- _The problem_: Can you copy the lines below character for character, changing nothing?

- _Listed records_:
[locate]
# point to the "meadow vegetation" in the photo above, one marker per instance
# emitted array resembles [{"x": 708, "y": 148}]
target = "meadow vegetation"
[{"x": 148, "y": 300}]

- _Exercise output_:
[locate]
# point to the "meadow vegetation" in the photo above, one marker per instance
# emitted array resembles [{"x": 708, "y": 148}]
target = "meadow vegetation"
[{"x": 148, "y": 300}]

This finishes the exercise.